* **WHAT THE TASK ASKS**: Print, without alteration, the lines that extend from the one holding "Where can the climber's raised" to the final line of the listing below.

* **SUPPLIED MATERIAL**:
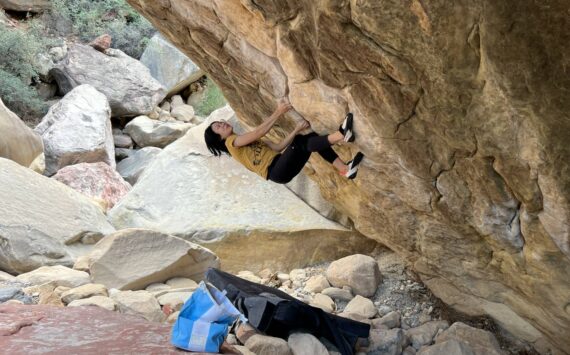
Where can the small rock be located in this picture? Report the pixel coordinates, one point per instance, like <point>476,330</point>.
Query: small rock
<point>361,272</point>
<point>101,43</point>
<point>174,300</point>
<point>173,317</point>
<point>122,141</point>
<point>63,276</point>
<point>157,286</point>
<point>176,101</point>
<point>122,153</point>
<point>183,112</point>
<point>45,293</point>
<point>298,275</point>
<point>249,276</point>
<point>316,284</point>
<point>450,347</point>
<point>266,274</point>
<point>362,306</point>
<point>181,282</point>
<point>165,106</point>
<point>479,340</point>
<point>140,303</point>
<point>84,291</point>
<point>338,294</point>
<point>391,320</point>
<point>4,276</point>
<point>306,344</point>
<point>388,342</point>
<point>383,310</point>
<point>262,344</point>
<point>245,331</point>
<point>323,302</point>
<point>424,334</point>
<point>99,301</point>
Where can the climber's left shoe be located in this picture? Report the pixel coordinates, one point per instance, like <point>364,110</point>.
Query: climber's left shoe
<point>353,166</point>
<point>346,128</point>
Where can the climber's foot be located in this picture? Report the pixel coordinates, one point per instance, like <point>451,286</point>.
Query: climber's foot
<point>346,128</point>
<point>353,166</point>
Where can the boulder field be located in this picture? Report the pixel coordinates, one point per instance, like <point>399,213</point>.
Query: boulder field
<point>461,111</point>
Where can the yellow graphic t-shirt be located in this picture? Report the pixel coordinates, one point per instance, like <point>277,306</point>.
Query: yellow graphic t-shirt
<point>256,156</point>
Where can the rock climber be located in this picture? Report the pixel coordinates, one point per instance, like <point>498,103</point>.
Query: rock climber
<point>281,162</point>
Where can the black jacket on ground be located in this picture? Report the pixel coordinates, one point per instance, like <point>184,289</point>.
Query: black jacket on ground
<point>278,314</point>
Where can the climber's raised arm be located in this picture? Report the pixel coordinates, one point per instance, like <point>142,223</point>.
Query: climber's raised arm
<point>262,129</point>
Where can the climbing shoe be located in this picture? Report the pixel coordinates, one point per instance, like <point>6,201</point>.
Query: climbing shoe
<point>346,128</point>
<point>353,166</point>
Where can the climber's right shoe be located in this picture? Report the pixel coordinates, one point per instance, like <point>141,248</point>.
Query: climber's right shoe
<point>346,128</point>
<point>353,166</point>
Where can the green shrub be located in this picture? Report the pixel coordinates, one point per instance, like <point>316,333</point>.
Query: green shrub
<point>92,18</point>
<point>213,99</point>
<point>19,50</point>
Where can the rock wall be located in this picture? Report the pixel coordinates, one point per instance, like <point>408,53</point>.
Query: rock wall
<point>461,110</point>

* **TASK OUTPUT**:
Where can the climber's raised arm be located in this picture? Report the pixel coordinates, one point per instance, like <point>142,223</point>.
Query: climber's raised arm
<point>262,129</point>
Where can the climbing shoe be located in this picture? Report the pixel coordinates, one point per instance, like <point>6,201</point>.
Query: climbing shoe
<point>346,128</point>
<point>353,166</point>
Where can the climber's right shoe be located in this picture? Report the pixel coordinates, one point per instance, like <point>141,248</point>.
Query: climber's right shoe
<point>346,128</point>
<point>353,166</point>
Where can the green shrub be located in this picture? Report the pixel coordinates, one point per instance, like <point>316,333</point>.
Query: green shrub
<point>92,18</point>
<point>213,99</point>
<point>19,50</point>
Where can the rock wall be located in this picture? Report the pixel coordinates, one point per instance, like <point>408,53</point>.
Query: rock wall
<point>461,110</point>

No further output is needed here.